→ **What this task involves**
Can you pick out every line in the records below that contains the word "fingertip" and copy each one? Count only matches with the same capitalization.

[Dataset excerpt]
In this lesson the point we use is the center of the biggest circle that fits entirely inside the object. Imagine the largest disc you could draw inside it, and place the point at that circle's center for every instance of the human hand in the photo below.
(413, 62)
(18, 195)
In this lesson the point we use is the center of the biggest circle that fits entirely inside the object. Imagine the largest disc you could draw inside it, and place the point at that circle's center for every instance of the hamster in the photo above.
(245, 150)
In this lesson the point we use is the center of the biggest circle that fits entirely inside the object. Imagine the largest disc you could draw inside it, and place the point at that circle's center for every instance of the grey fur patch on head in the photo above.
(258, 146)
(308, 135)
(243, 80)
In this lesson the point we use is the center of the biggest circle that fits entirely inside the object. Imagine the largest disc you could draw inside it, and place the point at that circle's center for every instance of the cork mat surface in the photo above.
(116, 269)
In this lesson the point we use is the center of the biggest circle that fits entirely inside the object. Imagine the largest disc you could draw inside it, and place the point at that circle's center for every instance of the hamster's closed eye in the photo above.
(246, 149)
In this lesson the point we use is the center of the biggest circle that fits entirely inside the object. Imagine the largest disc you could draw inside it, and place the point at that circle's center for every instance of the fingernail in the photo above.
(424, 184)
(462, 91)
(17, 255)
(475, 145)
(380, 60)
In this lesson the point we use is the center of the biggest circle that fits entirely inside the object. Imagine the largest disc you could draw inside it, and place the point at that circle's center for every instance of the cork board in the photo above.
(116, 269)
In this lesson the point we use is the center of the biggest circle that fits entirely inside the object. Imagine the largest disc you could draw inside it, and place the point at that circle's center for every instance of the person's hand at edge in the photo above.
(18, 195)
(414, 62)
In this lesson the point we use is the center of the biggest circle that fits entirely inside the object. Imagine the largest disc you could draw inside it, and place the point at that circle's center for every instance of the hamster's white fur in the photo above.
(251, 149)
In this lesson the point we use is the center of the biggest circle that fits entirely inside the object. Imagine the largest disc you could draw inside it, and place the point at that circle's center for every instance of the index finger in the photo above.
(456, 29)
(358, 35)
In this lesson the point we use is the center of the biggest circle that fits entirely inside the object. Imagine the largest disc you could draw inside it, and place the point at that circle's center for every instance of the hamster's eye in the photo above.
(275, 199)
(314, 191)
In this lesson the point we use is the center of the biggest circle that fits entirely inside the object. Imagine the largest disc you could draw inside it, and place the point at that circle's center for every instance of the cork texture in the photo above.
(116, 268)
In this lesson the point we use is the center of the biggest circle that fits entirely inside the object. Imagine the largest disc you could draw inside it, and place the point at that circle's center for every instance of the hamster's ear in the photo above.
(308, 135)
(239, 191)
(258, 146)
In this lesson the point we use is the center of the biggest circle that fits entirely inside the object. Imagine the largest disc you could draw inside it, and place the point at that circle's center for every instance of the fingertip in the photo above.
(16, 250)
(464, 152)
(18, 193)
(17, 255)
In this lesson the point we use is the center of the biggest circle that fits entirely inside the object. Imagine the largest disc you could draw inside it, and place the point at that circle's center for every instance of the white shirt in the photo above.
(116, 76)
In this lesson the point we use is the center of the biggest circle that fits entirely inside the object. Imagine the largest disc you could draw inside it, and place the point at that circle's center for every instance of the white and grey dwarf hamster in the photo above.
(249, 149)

---

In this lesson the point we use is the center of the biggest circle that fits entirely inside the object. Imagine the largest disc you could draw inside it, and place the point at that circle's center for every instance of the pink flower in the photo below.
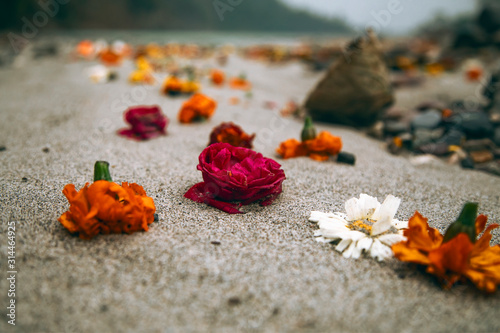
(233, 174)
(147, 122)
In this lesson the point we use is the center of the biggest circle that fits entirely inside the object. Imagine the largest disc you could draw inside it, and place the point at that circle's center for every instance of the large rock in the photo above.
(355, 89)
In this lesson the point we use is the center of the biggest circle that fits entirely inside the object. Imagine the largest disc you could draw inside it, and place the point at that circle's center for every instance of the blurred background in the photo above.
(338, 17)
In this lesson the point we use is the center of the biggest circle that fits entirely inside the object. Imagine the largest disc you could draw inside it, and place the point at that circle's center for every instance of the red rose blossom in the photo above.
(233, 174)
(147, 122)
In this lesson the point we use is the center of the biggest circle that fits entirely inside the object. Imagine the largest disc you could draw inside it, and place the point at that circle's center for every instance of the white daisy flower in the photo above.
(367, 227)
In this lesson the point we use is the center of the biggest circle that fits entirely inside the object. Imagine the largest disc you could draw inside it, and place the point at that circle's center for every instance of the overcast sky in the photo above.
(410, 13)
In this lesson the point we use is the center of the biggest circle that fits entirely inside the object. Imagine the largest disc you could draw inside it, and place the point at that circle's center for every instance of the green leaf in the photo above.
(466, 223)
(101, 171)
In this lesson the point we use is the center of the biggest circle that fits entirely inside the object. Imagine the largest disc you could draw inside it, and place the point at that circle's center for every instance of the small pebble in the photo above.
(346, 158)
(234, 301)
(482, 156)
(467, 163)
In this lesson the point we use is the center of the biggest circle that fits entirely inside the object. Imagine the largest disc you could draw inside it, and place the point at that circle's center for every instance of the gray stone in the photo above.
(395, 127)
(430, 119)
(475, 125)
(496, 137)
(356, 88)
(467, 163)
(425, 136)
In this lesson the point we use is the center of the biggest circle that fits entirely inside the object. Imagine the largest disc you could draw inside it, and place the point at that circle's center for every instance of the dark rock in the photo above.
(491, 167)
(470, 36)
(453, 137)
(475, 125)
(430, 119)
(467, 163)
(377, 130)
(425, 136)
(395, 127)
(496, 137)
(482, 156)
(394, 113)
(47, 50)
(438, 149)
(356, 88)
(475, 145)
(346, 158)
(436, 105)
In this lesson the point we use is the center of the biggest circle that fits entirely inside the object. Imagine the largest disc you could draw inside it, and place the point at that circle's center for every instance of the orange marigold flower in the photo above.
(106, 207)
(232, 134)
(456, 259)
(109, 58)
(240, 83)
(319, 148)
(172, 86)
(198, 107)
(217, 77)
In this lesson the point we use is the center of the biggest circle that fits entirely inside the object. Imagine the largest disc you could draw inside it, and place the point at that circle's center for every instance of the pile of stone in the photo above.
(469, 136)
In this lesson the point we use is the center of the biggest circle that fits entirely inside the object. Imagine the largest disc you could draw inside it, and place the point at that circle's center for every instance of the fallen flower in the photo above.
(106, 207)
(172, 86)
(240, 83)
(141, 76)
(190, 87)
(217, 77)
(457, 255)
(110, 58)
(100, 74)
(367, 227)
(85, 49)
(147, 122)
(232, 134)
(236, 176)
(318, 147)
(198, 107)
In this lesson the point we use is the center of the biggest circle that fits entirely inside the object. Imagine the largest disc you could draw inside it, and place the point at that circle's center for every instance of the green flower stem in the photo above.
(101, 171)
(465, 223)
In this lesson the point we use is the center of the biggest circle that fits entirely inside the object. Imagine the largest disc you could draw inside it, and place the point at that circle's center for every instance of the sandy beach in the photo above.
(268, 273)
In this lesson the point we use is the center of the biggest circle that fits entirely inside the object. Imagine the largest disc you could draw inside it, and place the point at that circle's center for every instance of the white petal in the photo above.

--

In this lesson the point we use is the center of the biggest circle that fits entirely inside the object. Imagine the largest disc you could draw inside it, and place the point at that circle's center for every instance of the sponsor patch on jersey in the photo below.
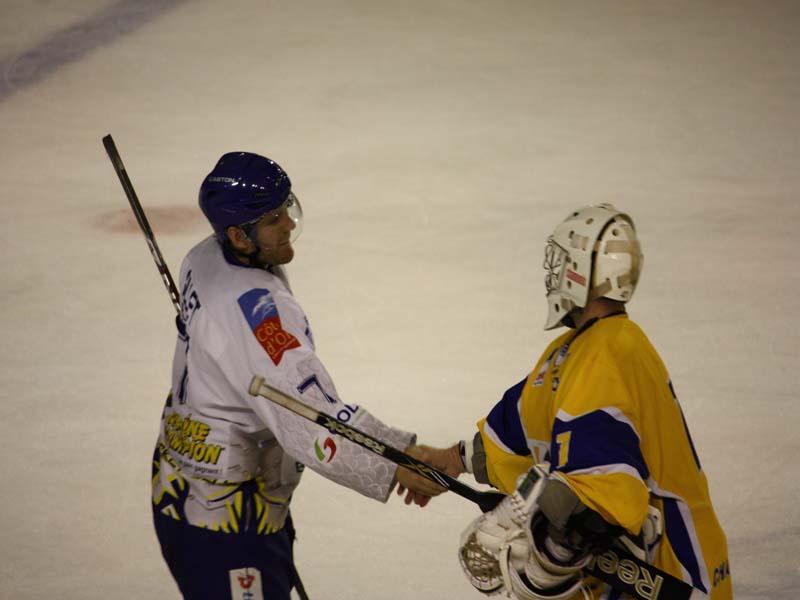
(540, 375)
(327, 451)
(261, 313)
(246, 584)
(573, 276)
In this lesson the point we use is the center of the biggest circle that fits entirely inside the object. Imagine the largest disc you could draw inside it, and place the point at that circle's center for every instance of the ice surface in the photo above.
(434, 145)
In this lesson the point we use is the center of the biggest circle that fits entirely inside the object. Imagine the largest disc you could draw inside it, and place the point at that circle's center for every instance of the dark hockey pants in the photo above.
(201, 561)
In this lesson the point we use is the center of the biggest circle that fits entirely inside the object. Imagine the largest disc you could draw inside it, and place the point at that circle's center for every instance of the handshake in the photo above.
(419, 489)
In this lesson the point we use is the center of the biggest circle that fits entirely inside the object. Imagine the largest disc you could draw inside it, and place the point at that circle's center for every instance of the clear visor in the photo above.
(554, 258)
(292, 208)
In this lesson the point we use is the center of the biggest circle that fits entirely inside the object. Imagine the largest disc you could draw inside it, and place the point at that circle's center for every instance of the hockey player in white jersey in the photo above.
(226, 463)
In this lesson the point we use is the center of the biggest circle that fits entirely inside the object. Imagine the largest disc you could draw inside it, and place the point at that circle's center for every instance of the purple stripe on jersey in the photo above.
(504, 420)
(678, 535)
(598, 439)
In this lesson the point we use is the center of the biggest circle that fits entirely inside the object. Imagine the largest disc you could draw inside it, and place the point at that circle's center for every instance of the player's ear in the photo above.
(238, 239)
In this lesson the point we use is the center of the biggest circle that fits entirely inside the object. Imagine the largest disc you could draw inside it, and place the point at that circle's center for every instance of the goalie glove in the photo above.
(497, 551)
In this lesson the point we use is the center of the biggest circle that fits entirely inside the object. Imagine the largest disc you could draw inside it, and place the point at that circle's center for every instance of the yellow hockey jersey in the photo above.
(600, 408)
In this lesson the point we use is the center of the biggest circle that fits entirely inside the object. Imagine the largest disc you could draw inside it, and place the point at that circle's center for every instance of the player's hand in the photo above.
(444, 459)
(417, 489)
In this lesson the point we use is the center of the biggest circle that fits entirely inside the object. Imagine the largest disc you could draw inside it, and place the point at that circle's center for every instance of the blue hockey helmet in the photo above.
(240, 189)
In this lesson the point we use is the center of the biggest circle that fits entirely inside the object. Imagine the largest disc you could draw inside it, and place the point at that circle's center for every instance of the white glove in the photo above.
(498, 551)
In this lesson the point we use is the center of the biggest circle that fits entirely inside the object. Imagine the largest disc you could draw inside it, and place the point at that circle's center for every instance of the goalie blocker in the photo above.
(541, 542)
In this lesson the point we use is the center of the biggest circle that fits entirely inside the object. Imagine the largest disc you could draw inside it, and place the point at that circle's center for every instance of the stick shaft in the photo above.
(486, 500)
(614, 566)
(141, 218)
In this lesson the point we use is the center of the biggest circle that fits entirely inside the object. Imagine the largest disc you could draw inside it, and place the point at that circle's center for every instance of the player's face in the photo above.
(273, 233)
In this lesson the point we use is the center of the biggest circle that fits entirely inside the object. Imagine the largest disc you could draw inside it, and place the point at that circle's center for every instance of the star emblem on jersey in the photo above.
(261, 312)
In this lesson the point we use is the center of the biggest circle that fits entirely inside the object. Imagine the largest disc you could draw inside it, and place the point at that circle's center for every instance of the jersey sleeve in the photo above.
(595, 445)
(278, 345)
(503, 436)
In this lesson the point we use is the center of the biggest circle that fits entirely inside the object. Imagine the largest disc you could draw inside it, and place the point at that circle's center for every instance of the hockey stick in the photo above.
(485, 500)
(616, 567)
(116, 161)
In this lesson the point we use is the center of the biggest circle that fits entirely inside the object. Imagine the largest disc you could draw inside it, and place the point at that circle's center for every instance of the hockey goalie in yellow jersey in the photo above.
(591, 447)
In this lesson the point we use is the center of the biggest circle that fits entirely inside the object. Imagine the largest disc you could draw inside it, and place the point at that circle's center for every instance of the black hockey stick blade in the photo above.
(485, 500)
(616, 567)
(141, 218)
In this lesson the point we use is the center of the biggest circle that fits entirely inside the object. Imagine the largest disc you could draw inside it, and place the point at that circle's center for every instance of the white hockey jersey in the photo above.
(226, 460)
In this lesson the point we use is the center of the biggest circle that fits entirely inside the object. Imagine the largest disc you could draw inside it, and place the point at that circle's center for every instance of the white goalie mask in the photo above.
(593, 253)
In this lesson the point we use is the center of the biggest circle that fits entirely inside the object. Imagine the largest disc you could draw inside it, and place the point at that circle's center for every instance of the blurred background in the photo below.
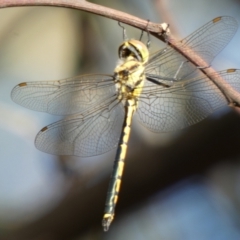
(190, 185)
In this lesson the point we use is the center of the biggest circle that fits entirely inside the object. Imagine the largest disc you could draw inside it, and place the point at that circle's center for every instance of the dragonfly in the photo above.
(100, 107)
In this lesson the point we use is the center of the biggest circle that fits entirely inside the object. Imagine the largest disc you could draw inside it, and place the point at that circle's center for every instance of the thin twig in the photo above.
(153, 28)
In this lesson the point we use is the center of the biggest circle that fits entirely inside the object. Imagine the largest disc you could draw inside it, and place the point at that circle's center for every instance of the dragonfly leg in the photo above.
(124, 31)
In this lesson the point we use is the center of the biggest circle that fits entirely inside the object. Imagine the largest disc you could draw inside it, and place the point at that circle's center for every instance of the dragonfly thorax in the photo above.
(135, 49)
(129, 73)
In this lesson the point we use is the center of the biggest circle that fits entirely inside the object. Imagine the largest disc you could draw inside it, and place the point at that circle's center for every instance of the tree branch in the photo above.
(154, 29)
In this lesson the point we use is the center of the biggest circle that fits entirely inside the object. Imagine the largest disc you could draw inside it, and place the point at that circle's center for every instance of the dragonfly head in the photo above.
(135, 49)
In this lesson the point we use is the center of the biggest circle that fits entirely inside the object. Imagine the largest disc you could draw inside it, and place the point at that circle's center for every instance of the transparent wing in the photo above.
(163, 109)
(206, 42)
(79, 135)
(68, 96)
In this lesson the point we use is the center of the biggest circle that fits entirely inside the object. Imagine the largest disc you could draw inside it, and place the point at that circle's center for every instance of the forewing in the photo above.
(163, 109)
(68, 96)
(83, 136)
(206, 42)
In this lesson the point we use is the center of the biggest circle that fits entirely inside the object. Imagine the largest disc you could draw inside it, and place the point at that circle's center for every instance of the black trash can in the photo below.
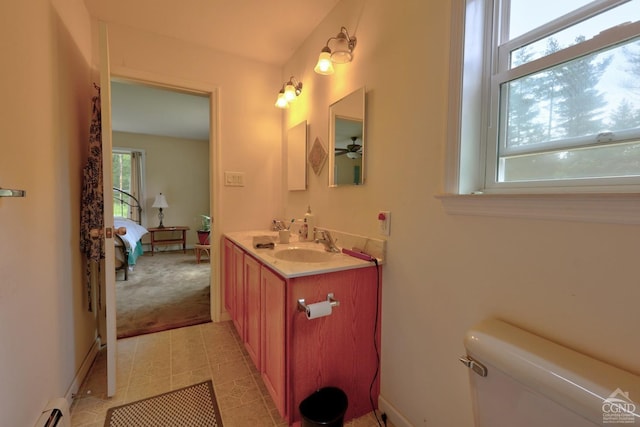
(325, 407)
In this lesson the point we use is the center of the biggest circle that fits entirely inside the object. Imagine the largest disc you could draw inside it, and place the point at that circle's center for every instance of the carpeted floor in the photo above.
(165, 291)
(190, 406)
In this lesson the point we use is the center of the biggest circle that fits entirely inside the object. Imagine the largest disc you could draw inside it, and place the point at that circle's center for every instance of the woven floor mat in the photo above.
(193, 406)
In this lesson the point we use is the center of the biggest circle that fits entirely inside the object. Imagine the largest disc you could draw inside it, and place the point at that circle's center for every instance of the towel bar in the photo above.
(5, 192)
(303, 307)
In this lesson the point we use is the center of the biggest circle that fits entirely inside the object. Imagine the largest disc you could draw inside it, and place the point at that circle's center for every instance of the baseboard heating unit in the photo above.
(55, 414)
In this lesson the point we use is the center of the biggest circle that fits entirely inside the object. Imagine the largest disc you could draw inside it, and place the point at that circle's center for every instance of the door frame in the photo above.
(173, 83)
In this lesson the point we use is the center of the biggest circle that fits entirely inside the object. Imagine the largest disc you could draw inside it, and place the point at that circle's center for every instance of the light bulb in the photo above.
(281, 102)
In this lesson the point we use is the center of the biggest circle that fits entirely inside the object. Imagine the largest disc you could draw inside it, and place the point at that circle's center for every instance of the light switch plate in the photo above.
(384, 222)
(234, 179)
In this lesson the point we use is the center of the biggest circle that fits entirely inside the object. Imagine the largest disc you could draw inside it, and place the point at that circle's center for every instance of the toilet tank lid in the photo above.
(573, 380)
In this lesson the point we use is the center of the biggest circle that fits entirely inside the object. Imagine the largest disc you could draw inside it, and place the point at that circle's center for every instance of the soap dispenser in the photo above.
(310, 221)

→ **Expected answer**
In this lesson the point we use is the center of the biggest circle that fits entirely inside the object. Imagine the largest disc you could draw inside it, and place the point at that circle's center for every instance of the fingertip in the photo above.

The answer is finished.